[start INFORMATION PROVIDED]
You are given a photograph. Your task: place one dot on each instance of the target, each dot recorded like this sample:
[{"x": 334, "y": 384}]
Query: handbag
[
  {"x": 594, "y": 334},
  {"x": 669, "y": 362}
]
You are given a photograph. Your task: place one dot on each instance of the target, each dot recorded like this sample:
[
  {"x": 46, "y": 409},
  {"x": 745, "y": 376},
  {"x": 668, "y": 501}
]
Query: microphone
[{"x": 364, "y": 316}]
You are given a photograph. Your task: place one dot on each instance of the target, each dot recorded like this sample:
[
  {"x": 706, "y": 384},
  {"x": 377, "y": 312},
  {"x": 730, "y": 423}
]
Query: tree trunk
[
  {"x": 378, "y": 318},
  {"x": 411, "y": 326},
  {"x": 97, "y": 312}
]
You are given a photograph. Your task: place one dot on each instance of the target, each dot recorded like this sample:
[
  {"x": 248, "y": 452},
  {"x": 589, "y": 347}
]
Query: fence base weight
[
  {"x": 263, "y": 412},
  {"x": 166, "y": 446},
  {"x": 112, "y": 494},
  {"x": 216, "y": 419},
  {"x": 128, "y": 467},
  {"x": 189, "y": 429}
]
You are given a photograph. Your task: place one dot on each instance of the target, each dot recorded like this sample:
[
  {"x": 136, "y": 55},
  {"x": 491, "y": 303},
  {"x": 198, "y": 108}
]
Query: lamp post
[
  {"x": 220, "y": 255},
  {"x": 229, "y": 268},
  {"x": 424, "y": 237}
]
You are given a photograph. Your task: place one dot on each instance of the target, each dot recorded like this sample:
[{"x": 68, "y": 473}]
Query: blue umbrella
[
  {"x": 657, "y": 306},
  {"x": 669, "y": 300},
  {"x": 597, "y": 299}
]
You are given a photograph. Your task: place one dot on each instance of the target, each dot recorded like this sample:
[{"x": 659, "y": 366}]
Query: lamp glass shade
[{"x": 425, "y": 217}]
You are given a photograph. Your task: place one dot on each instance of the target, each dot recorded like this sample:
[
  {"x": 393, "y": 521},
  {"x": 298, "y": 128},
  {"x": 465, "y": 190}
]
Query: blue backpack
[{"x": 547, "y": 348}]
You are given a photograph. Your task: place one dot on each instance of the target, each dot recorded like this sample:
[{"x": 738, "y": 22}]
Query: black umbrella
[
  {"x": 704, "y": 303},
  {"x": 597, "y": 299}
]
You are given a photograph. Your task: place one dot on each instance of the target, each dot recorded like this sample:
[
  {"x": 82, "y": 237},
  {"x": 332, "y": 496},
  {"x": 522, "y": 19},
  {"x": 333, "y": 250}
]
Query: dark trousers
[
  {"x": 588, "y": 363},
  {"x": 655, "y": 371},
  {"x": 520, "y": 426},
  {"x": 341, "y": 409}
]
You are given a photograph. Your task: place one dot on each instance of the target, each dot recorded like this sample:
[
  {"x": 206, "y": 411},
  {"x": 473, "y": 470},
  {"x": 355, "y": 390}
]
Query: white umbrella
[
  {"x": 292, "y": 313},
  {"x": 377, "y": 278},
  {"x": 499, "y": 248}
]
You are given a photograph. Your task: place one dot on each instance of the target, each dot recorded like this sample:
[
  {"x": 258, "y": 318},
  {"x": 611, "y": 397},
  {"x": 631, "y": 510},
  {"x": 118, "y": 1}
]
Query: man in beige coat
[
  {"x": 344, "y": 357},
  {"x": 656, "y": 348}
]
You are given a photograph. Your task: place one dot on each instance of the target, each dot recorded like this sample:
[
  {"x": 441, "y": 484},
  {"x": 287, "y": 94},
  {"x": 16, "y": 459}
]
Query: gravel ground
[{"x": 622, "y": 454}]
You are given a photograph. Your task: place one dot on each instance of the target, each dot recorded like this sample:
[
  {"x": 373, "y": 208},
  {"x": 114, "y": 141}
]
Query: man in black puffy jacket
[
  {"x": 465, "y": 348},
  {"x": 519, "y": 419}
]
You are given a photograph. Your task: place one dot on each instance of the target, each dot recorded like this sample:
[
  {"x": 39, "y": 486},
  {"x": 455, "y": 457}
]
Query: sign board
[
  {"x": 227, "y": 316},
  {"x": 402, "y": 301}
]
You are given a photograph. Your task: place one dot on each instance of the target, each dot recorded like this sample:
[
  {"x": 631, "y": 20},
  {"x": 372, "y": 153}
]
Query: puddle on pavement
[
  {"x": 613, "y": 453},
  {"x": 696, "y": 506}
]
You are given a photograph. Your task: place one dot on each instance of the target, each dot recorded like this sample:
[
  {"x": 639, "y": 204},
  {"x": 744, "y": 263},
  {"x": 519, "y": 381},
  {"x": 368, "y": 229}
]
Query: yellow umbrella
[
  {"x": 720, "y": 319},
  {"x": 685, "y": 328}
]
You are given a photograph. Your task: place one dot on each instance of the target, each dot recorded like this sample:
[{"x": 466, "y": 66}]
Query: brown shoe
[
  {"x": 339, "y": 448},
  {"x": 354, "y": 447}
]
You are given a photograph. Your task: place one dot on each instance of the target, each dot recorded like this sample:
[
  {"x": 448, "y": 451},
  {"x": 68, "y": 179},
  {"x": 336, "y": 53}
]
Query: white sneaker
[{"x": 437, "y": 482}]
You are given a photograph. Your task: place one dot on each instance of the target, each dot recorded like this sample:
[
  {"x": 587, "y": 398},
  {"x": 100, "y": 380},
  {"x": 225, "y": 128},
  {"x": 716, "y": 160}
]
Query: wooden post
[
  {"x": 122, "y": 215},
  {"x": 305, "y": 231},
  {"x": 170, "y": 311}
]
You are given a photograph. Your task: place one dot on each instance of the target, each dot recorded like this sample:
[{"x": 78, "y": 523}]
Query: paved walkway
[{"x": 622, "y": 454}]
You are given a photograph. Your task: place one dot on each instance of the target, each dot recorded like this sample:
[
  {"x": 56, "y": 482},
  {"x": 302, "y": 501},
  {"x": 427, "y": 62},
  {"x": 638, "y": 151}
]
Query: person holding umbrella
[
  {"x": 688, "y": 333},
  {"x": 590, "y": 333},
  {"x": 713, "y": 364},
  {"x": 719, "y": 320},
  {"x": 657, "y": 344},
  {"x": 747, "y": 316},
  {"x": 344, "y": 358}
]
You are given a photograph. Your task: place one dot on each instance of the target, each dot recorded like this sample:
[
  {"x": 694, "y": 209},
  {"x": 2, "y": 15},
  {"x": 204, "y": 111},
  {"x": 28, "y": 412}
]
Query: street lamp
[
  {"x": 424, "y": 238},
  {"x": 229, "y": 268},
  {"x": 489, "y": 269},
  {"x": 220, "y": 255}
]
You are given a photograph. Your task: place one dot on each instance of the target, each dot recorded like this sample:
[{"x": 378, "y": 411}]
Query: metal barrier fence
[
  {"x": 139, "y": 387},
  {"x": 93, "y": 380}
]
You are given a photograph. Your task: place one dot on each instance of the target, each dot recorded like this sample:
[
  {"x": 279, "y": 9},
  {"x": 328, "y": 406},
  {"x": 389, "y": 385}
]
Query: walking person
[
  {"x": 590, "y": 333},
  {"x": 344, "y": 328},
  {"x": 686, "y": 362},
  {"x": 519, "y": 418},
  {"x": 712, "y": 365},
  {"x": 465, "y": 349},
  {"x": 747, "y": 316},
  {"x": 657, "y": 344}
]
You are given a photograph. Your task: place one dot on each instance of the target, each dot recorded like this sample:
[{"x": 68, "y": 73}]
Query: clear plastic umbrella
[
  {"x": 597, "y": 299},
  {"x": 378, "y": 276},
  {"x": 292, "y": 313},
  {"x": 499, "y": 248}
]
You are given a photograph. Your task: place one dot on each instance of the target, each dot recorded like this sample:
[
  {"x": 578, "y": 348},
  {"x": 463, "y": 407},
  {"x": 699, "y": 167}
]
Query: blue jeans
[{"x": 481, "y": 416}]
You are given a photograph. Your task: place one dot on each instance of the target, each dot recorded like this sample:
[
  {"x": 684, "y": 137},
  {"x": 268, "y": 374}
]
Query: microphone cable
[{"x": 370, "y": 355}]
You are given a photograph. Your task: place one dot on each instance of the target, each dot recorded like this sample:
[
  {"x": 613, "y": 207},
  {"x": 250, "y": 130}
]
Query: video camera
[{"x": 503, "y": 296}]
[end INFORMATION PROVIDED]
→ EXERCISE DIRECTIONS: Which lines in the records above contain the word "umbrella", matching case exactly? Pull out each of those lines and copy it whole.

→ THE ANSWER:
Query: blue umbrella
Query: black umbrella
Query: white umbrella
Query: yellow umbrella
Query: person holding umbrella
Query: clear plastic umbrella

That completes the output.